▶ EXERCISE OBJECTIVE:
Filter the listing below and copy out each line that includes the word "gold".

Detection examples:
■ ■ ■ ■ ■
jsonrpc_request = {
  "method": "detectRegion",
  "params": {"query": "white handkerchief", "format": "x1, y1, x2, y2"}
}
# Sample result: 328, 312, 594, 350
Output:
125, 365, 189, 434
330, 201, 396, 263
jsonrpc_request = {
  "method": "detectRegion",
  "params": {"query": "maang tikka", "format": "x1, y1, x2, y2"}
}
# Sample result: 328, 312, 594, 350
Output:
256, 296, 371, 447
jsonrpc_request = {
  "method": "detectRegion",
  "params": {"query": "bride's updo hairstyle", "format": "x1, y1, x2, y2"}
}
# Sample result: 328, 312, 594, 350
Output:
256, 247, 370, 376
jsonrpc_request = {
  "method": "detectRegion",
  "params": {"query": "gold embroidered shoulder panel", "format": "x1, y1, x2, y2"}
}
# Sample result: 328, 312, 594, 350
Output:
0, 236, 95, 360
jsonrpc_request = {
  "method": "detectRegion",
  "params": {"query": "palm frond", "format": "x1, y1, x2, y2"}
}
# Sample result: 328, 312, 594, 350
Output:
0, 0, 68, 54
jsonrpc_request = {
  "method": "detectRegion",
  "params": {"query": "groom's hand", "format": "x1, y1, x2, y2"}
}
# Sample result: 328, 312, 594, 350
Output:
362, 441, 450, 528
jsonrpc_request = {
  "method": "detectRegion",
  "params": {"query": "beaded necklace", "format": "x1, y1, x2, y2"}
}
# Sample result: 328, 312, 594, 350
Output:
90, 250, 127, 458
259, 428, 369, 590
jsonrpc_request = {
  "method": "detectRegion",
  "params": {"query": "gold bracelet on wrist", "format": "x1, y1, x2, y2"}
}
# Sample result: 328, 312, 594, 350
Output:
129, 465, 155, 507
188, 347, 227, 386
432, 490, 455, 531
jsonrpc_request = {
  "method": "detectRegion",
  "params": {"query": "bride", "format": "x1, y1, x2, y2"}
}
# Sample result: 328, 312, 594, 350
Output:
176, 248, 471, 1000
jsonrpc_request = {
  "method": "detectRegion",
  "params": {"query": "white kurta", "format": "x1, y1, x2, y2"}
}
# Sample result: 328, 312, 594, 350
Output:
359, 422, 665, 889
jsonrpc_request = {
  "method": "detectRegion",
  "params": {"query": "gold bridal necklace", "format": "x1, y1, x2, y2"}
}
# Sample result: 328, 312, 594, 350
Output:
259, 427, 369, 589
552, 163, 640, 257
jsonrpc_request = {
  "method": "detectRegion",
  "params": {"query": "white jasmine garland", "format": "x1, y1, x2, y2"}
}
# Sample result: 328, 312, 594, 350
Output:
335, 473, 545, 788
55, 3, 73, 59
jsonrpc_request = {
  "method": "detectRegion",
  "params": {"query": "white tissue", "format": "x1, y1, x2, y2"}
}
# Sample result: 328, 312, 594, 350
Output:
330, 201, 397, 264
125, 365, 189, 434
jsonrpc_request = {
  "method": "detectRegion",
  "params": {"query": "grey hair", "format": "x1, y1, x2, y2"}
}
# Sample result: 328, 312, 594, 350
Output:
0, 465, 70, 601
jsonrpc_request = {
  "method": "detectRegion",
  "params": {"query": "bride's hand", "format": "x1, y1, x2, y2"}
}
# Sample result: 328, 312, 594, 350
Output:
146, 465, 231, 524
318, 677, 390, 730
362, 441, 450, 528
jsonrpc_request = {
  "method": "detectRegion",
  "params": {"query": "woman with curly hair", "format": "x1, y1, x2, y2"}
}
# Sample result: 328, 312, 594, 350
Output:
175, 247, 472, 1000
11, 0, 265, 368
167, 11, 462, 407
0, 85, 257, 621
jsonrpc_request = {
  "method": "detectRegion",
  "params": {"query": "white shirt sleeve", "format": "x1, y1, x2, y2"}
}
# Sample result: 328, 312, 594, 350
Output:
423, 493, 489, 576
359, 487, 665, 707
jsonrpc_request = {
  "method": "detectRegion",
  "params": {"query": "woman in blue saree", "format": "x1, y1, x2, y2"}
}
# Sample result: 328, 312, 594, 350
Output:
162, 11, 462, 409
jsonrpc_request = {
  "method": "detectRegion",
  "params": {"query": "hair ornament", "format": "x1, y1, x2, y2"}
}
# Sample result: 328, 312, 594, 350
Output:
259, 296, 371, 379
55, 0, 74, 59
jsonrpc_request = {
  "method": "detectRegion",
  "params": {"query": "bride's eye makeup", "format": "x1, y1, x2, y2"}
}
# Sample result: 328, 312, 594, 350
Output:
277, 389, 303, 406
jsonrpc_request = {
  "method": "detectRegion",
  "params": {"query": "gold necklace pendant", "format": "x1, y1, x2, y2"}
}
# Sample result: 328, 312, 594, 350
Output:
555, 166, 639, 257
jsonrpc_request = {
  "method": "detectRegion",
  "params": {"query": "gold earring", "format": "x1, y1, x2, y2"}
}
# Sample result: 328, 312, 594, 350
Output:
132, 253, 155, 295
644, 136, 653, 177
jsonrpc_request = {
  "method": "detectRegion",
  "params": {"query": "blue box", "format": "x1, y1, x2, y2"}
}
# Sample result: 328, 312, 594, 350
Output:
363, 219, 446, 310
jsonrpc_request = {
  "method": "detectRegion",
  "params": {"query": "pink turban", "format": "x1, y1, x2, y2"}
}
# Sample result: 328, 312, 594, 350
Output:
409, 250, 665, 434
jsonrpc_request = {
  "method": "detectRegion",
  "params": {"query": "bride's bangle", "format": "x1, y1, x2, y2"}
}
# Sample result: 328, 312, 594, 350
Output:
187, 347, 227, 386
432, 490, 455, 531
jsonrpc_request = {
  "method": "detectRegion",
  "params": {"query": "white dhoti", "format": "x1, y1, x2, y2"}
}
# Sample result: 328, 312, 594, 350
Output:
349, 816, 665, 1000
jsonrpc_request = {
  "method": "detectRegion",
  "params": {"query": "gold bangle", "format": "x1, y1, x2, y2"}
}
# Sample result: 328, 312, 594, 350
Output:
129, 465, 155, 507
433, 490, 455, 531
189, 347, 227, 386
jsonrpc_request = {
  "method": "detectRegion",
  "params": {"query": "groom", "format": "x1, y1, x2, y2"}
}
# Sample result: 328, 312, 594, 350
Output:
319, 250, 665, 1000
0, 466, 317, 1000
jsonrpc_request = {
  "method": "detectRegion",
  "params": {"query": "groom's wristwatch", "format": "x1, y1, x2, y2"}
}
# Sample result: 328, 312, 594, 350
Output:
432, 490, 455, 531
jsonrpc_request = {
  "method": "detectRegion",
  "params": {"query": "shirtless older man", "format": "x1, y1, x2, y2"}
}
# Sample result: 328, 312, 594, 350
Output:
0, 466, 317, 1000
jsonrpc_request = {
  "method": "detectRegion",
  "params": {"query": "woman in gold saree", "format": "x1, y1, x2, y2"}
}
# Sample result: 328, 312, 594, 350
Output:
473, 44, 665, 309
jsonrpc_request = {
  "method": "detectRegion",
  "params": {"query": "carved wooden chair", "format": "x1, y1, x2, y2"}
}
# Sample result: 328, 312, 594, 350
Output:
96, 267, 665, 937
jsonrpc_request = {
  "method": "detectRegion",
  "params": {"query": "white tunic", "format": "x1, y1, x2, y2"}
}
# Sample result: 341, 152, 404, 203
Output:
■ ■ ■ ■ ■
▶ CORRECT RESPONSE:
  "params": {"query": "gold embroidered shoulder panel", "format": "x1, y1, x2, y2"}
  "params": {"query": "gold bracelet on wrist", "format": "x1, y1, x2, y2"}
  "params": {"query": "gold bridal necklace", "format": "x1, y1, x2, y2"}
  "params": {"query": "gold necklace pendant", "format": "x1, y1, x2, y2"}
  "params": {"query": "gold earring", "format": "x1, y1, x2, y2"}
  "params": {"query": "gold bangle", "format": "x1, y1, x2, y2"}
  "params": {"query": "woman in gold saree", "format": "x1, y1, x2, y2"}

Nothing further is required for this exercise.